Fisk is sometimes rather too eager for the spotlight, making himself a character in the dramas he reports. Writing of the assassination of Ayatollah Muhammad Baqir al-Sadr, a leading Iraqi Shiite cleric, he says, "Only when I asked to visit Najaf in [July] 1980 did a Baath Party official tell the truth." But my recollection (I was then in Lebanon) was that months before his "scoop" there was no lack of knowledge about the savage killing of the revered cleric in Abu Ghraib prison. Sadr died as nails were driven into his head, after he was forced to watch the abuse and then execution of his sister, Bint Huda. Still, Fisk has captured many a scoop during his long and distinguished career, from his reporting on Sabra and Shatila to his revelations that the Iranian passenger jet blasted out of the air in 1988 by the USS Vincennes was identified by other American naval vessels as a civilian plane on a routine, scheduled flight, contrary to official US claims at the time.

What is more, he has been especially fearless in uncovering official deception, as in his reporting on Israel's siege of the West Bank in 2002, when Palestinian residences and government offices were ransacked, pillaged and smeared with feces. Israel tried futilely to dismiss reports as "baseless incitement whipped up by the Palestinian Authority," but the stories by Fisk and others proved otherwise. He contrasts American journalists "who report in so craven a fashion from the Middle East--so fearful of Israeli criticism that they turn Israeli murder into 'targeted attacks' and illegal settlements into 'Jewish neighborhoods'" with their Israeli colleagues, notably Ha'aretz's Ramallah correspondent Amira Hass, who abjures pablum and writes with deep moral insight about Israelis and Palestinians.

--- --- ---

Stated exercise A: Please condense the review's paragraph that begins "What is more, he has been especially fearless," keeping its main facts.
Stated exercise B: Go through the rows below and copy out every line that contains the word "pole".

Data to use:
--- --- ---

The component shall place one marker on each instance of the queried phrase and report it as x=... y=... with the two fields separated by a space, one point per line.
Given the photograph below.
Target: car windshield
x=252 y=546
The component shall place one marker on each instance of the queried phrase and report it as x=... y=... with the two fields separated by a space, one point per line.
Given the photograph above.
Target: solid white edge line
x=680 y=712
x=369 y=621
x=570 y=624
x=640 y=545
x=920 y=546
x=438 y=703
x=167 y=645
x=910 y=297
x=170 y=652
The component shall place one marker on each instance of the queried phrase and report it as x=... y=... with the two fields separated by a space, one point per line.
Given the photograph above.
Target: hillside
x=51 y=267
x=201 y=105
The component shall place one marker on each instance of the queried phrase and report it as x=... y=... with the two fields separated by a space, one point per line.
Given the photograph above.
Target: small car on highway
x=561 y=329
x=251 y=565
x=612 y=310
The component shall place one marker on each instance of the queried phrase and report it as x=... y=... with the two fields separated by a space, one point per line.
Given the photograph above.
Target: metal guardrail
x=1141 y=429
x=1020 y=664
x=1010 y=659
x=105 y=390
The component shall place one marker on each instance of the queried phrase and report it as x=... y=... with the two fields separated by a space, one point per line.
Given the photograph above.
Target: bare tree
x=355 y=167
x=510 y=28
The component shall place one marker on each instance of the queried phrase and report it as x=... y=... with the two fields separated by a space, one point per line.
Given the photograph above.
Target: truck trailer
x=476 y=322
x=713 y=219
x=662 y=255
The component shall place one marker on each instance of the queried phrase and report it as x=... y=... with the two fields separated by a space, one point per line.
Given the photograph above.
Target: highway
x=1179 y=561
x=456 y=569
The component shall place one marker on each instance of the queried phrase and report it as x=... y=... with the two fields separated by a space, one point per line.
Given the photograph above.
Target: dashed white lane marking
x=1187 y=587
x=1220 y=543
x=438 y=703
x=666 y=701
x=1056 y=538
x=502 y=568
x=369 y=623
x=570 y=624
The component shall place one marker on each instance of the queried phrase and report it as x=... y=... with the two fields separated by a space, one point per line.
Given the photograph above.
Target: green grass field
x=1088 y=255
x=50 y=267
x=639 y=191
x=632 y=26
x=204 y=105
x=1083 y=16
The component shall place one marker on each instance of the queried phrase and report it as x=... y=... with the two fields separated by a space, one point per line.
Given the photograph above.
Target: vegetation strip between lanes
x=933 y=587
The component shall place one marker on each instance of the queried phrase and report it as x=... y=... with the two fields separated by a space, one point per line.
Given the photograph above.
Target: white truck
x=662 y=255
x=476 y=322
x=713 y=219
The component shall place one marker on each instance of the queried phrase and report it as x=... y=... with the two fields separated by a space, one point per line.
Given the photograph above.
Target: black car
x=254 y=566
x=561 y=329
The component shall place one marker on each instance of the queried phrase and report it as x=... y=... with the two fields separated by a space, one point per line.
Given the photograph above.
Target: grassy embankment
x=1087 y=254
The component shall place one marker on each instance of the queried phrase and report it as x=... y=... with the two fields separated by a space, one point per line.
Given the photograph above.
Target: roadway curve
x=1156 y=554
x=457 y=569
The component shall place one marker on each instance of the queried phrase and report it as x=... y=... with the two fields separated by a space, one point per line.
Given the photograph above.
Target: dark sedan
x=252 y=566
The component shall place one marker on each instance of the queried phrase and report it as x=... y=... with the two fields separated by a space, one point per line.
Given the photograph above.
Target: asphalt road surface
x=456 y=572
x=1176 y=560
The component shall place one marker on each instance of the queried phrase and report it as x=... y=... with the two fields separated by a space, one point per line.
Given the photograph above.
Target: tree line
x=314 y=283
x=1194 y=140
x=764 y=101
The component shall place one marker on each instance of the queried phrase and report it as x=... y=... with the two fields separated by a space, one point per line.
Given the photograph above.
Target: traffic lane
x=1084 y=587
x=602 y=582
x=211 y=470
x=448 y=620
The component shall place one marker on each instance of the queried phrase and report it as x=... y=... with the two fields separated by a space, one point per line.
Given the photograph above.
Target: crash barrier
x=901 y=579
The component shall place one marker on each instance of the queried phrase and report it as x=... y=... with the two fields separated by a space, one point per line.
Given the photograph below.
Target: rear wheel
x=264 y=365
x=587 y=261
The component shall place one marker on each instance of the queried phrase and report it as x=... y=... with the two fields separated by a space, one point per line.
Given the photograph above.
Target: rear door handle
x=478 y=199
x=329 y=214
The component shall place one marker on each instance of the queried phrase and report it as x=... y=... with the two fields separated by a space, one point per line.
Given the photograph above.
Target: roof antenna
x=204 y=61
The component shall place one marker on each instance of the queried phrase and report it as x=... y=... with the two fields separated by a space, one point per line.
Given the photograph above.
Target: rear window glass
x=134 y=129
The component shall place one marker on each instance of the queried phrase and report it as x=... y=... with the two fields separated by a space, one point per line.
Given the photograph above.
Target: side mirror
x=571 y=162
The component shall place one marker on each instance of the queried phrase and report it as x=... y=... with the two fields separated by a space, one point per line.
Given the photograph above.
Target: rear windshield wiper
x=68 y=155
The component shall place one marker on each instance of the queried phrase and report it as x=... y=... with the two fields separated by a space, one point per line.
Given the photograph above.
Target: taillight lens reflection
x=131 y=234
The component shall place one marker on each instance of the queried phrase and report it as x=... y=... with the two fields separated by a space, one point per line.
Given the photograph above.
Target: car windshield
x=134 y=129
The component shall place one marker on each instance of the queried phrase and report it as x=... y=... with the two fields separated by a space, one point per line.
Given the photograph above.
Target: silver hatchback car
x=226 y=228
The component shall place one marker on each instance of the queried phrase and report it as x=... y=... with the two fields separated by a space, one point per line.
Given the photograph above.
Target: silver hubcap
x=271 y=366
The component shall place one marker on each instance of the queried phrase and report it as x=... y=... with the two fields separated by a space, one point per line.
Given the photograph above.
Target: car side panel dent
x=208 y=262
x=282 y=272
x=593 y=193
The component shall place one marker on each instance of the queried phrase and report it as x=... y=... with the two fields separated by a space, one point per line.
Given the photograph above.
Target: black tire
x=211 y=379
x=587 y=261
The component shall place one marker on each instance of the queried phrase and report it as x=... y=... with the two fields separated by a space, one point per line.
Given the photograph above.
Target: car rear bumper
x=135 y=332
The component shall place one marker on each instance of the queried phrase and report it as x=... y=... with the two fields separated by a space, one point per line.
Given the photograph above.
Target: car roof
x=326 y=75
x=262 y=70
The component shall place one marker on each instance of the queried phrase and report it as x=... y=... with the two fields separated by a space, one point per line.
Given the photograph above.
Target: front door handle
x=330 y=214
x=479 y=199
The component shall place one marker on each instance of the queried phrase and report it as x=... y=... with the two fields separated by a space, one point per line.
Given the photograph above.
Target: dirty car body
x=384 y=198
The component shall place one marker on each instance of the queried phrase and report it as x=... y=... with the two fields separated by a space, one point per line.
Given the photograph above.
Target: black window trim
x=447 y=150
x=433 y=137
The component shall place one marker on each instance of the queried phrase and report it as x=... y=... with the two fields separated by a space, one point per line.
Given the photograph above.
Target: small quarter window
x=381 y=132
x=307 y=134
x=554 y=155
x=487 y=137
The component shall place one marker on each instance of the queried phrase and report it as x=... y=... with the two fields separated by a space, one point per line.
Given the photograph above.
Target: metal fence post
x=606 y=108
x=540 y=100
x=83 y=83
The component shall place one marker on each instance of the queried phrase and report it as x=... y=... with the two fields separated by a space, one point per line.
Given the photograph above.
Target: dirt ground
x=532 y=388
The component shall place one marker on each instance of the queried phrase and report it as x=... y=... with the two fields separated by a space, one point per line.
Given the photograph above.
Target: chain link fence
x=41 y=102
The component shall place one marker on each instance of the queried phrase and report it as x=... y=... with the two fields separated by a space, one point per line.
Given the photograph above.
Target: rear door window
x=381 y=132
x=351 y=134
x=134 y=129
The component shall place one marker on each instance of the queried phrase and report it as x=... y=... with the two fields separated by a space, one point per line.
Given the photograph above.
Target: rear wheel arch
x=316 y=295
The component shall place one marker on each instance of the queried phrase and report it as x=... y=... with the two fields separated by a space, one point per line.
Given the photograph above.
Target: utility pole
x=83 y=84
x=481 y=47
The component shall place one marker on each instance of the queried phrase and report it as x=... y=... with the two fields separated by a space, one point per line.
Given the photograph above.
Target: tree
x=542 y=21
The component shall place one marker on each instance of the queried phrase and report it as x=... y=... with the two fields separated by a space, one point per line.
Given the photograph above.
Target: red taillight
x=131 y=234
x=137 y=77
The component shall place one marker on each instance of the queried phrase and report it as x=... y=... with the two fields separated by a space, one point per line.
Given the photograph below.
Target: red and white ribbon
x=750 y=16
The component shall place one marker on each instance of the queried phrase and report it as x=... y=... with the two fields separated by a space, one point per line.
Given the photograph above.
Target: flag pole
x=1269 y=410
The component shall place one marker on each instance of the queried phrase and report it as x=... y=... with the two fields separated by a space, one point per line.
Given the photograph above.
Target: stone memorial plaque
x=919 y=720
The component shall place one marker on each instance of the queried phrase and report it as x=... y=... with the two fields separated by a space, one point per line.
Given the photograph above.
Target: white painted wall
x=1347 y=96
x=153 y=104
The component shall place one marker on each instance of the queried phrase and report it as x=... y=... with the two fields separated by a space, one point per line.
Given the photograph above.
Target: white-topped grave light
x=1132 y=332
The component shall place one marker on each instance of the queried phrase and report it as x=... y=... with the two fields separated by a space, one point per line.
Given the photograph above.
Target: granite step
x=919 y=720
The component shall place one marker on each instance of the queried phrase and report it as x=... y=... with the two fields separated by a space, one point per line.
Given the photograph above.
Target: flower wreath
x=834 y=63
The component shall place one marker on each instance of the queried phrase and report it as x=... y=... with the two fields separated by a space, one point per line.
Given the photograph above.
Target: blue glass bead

--- --- ---

Full response A: Fisk has been notably fearless in exposing official deception. One example is his reporting on Israel's 2002 siege of the West Bank, when Palestinian homes and government offices were ransacked, pillaged and smeared with feces. Israel dismissed the reports as "baseless incitement whipped up by the Palestinian Authority," but the stories by Fisk and others proved otherwise. Fisk contrasts craven American journalists, who fear Israeli criticism and so call Israeli murder "targeted attacks" and illegal settlements "Jewish neighborhoods," with Israeli colleagues such as Amira Hass, Ha'aretz's Ramallah correspondent, who writes with deep moral insight about Israelis and Palestinians.

Full response B:
Target: utility pole
Target: flag pole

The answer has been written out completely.